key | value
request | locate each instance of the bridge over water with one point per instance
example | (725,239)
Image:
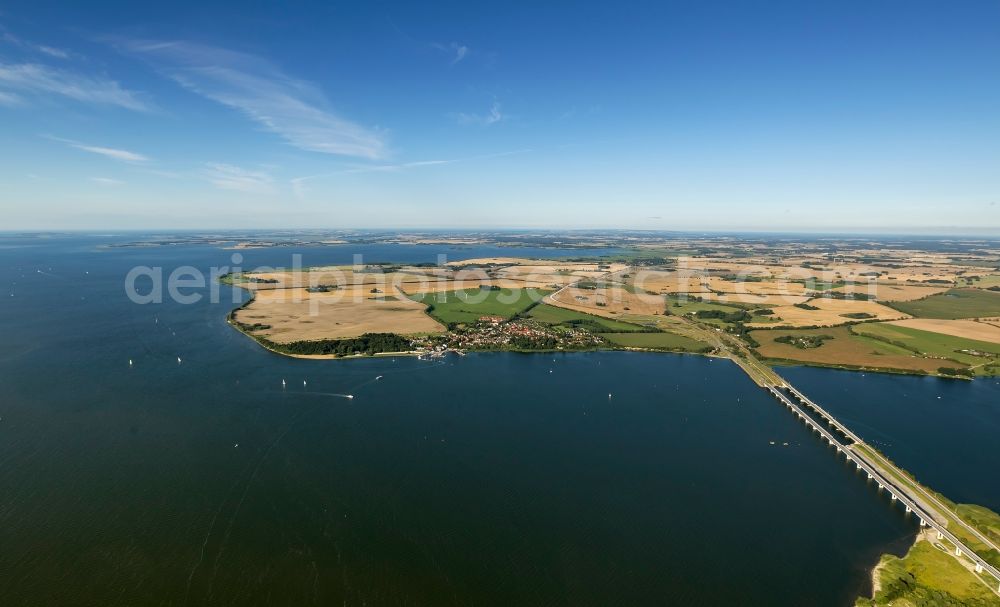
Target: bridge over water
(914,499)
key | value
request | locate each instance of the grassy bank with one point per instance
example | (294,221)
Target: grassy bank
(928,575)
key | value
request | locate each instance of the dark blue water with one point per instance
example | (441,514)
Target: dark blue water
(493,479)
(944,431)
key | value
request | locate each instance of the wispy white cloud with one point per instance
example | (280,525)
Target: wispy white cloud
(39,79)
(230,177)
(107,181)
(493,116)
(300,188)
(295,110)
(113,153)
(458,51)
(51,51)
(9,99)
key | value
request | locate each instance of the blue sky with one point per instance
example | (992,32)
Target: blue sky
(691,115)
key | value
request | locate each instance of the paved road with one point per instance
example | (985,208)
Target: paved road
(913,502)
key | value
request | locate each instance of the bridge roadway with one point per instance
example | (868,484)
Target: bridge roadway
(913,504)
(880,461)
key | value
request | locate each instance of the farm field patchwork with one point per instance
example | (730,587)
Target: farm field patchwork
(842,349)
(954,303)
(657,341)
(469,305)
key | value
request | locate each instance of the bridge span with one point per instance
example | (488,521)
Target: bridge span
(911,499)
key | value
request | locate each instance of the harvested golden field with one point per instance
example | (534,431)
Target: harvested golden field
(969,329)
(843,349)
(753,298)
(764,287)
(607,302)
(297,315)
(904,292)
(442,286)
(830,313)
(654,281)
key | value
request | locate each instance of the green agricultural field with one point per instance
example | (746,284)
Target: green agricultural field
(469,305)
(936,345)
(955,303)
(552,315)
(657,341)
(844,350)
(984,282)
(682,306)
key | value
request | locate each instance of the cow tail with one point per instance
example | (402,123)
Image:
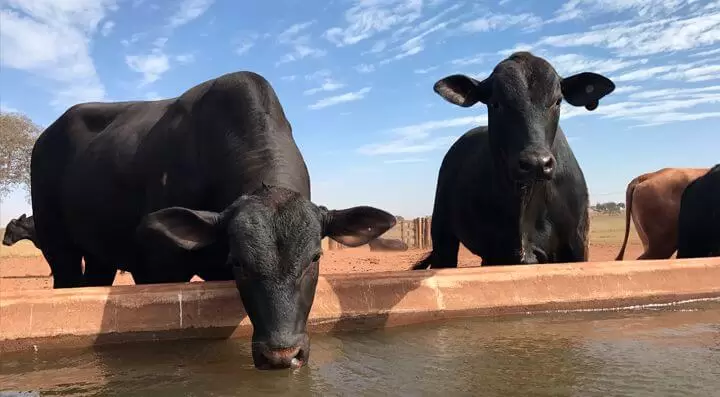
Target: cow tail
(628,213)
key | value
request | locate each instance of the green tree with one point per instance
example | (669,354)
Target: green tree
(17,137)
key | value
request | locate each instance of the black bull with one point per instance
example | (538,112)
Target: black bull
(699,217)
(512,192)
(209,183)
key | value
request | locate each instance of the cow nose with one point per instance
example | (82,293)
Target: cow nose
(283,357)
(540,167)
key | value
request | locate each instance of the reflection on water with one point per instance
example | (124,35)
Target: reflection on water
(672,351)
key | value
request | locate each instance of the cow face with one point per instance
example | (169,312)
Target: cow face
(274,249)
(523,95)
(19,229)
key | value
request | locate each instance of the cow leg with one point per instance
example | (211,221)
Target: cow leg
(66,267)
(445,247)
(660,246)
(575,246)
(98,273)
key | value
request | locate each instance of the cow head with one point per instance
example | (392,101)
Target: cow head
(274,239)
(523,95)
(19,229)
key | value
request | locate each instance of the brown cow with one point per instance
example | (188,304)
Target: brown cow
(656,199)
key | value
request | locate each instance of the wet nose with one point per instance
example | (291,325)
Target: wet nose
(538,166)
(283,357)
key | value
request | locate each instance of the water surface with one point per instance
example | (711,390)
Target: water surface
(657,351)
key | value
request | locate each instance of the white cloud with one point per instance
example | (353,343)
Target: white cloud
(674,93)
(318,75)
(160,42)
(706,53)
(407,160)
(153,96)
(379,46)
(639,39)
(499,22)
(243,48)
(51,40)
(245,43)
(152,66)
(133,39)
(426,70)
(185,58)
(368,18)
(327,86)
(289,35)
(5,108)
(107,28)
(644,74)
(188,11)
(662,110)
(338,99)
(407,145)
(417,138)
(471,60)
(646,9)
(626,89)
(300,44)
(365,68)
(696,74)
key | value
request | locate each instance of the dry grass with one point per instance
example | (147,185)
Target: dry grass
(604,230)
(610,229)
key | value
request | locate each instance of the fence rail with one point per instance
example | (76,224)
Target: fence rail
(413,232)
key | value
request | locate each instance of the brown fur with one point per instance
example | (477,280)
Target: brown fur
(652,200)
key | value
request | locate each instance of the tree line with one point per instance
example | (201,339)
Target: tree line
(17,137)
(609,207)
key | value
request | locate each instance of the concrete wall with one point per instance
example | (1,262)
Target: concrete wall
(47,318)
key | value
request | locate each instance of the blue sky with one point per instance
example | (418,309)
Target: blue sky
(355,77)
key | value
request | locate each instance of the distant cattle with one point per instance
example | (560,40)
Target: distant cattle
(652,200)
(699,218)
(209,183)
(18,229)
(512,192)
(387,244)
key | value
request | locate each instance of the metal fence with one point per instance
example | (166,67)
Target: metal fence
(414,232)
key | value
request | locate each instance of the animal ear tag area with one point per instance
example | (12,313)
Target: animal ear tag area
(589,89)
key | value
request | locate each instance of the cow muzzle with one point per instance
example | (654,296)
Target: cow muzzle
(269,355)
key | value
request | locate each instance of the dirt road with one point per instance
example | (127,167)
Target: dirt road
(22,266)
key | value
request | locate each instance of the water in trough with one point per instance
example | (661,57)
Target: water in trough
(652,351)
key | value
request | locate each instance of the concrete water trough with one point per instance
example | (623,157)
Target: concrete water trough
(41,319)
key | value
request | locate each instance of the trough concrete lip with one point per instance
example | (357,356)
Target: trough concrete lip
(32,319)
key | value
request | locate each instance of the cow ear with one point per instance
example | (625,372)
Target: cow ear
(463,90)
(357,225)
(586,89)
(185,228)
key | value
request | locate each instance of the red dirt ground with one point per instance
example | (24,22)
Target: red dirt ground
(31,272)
--*--
## AIM OF THE EXERCISE
Extract every line of the entries above that contains the word "harvested", matching case exactly.

## EXERCISE RESPONSE
request | locate each instance of the harvested golden field with one point per instance
Target: harvested golden field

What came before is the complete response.